— EXERCISE —
Write out these lines from the listing below with no changes, starting at the line that contains "In this photo, where can the blurred fence" and ending with the last line of the listing.
— start of GIVEN DATA —
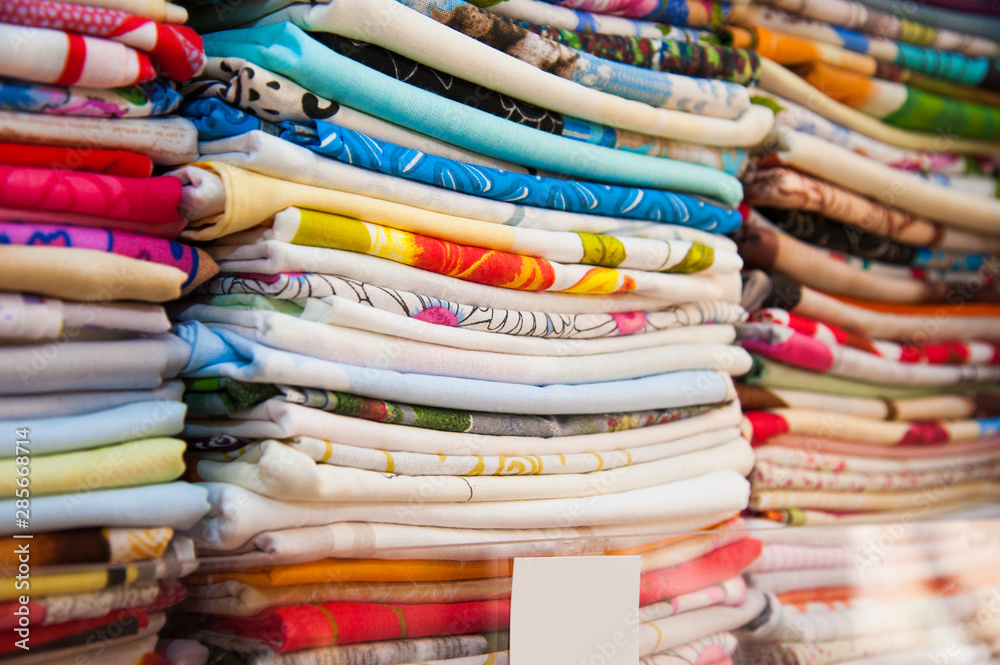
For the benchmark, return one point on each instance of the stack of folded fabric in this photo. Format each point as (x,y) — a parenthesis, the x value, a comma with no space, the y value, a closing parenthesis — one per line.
(474,302)
(873,214)
(89,399)
(902,593)
(402,609)
(849,425)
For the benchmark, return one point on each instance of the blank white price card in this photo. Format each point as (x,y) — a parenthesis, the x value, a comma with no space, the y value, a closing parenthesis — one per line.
(575,611)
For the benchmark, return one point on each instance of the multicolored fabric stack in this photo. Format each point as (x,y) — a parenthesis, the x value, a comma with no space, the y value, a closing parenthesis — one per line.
(876,320)
(904,592)
(400,609)
(89,399)
(474,300)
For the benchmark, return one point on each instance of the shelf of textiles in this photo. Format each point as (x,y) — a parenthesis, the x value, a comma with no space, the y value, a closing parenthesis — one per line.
(750,592)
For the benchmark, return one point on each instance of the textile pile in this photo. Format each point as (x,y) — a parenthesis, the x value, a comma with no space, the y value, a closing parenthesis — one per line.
(871,251)
(90,402)
(474,299)
(903,592)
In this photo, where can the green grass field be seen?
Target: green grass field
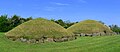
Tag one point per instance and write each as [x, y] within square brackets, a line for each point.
[82, 44]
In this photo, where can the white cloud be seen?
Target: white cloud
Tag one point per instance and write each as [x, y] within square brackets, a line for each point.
[60, 4]
[50, 8]
[82, 1]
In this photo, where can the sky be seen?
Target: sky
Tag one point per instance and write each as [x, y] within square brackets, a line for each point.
[107, 11]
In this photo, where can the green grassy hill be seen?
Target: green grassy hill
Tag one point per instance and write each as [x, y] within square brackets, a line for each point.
[82, 44]
[38, 29]
[89, 26]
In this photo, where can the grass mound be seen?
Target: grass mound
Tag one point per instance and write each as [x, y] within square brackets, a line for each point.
[89, 27]
[38, 29]
[82, 44]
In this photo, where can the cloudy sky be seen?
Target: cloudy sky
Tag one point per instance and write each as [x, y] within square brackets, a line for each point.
[107, 11]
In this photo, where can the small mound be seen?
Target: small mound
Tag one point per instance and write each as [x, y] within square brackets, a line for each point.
[89, 27]
[39, 30]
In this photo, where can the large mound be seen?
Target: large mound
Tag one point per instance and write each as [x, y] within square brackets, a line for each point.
[90, 27]
[38, 29]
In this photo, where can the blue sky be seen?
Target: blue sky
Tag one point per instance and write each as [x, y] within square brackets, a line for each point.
[107, 11]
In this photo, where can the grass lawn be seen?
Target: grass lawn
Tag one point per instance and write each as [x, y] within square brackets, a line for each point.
[82, 44]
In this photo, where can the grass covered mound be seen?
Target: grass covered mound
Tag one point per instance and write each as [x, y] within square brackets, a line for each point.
[90, 27]
[39, 30]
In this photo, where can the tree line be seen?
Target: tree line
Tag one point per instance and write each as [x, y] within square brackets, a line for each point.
[8, 23]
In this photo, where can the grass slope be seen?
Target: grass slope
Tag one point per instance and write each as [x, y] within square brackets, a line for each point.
[89, 26]
[38, 28]
[82, 44]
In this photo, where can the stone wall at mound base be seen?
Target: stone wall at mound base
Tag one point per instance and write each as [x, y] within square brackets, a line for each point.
[43, 40]
[95, 34]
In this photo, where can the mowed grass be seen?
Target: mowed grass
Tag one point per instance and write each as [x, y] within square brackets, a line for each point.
[82, 44]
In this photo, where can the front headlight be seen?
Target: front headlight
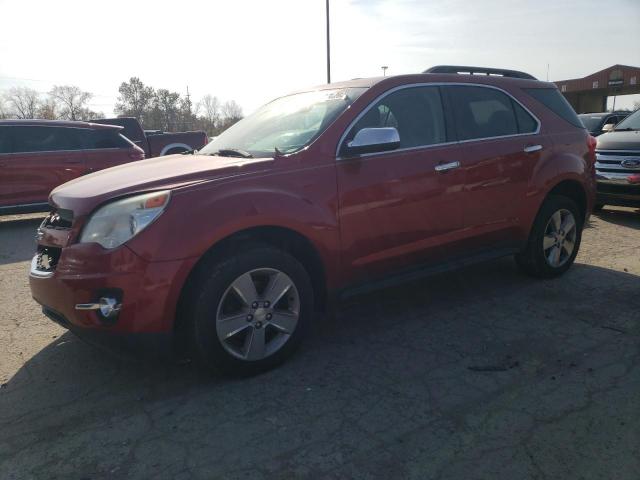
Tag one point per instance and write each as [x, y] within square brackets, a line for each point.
[119, 221]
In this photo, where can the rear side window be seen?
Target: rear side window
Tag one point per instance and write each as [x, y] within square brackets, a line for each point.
[5, 146]
[106, 138]
[526, 123]
[44, 139]
[555, 101]
[482, 112]
[415, 112]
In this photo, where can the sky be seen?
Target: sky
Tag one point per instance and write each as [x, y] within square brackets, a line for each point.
[252, 51]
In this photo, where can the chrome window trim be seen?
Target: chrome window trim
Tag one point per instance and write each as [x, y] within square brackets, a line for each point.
[456, 142]
[609, 152]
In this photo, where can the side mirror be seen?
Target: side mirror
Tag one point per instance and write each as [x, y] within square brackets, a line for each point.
[372, 140]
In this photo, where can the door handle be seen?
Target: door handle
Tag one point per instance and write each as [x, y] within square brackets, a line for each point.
[532, 148]
[443, 167]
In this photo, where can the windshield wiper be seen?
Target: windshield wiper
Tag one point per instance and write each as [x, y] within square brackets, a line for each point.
[233, 152]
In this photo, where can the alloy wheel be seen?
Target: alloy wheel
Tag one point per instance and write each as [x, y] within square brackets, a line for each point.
[559, 240]
[257, 314]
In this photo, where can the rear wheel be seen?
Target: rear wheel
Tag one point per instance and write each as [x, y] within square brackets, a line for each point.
[250, 312]
[554, 239]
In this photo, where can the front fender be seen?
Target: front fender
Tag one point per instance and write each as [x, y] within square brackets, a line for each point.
[199, 216]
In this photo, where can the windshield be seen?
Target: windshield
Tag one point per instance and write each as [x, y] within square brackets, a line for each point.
[632, 122]
[591, 123]
[288, 123]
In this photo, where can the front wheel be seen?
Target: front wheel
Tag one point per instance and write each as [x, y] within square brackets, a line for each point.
[554, 239]
[250, 311]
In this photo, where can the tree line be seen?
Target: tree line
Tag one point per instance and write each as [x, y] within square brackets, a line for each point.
[155, 109]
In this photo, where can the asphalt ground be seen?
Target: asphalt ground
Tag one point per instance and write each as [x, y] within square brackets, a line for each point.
[481, 373]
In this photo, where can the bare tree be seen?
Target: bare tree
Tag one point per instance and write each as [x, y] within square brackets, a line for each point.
[22, 102]
[4, 111]
[72, 101]
[231, 111]
[208, 108]
[166, 104]
[48, 109]
[135, 100]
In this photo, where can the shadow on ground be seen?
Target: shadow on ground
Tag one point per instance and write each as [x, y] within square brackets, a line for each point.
[482, 373]
[623, 217]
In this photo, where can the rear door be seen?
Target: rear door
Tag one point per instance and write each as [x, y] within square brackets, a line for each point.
[41, 158]
[501, 148]
[396, 209]
[6, 188]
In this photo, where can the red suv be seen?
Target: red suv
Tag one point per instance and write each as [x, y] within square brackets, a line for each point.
[324, 192]
[38, 155]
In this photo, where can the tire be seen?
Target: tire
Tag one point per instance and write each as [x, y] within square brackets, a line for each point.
[547, 254]
[229, 320]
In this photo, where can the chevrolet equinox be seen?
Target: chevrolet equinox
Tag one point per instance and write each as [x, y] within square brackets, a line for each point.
[229, 252]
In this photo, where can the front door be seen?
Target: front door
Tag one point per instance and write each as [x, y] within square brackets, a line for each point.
[398, 209]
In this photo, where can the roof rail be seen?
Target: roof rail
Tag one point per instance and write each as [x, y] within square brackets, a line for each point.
[479, 71]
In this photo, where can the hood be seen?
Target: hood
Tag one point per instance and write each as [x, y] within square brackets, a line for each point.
[83, 194]
[619, 141]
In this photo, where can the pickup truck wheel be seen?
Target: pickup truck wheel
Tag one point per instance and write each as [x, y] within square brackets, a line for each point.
[250, 311]
[554, 239]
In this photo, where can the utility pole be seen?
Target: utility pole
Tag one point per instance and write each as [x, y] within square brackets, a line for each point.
[328, 47]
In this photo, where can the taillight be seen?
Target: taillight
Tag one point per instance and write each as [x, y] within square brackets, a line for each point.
[591, 145]
[136, 154]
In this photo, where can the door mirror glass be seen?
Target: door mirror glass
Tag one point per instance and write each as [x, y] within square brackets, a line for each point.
[371, 140]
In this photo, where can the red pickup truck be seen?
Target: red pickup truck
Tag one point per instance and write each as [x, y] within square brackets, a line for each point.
[38, 155]
[156, 143]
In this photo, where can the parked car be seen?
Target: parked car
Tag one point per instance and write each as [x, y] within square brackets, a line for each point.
[156, 143]
[618, 164]
[599, 123]
[320, 194]
[38, 155]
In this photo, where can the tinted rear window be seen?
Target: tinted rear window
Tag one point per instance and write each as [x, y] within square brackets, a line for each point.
[106, 138]
[555, 101]
[481, 112]
[591, 123]
[43, 139]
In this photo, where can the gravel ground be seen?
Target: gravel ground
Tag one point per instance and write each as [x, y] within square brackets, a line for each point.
[478, 374]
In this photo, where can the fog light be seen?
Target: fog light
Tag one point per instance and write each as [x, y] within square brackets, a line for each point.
[108, 306]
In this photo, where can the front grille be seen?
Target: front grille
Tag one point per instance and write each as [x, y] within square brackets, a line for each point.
[47, 258]
[60, 219]
[620, 164]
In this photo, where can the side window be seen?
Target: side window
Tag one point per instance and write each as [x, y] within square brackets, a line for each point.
[482, 112]
[5, 144]
[43, 139]
[526, 123]
[416, 112]
[106, 138]
[555, 101]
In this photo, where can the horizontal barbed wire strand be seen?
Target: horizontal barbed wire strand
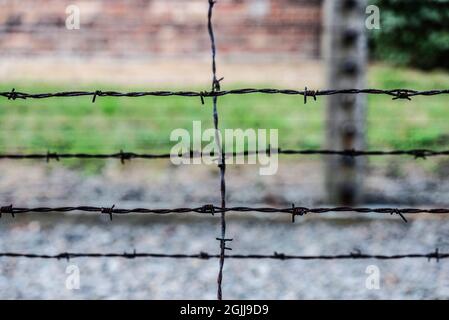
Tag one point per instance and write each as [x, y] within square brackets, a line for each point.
[395, 93]
[125, 156]
[205, 256]
[210, 209]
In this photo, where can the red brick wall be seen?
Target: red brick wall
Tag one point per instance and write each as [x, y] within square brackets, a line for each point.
[144, 28]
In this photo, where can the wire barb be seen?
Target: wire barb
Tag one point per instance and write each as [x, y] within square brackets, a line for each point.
[397, 94]
[355, 255]
[128, 156]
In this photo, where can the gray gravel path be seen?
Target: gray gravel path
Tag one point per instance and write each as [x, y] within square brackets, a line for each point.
[137, 185]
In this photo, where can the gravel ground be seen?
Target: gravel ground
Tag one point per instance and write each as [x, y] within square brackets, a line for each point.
[160, 185]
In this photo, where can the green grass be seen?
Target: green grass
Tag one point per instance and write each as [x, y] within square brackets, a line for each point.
[144, 124]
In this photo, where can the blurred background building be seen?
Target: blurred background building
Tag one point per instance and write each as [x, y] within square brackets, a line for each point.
[254, 29]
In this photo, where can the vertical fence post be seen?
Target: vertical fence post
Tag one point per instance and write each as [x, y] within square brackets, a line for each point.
[345, 55]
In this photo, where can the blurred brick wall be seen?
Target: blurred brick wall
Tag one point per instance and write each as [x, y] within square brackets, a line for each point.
[161, 28]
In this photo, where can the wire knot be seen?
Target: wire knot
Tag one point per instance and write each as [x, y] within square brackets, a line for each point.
[223, 243]
[7, 209]
[208, 208]
[311, 93]
[64, 255]
[298, 211]
[130, 255]
[435, 255]
[96, 93]
[399, 213]
[420, 154]
[108, 211]
[216, 84]
[124, 156]
[401, 94]
[280, 256]
[202, 95]
[52, 155]
[356, 253]
[12, 95]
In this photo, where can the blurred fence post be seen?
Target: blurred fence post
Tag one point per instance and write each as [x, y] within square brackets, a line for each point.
— end of GIVEN DATA —
— OUTPUT FOR THIS EXERCISE —
In this photo, where can the blurred fence post be seen?
Target: blurred fence post
Tag one point per instance and write each as [x, y] within square brackets, a line for each point.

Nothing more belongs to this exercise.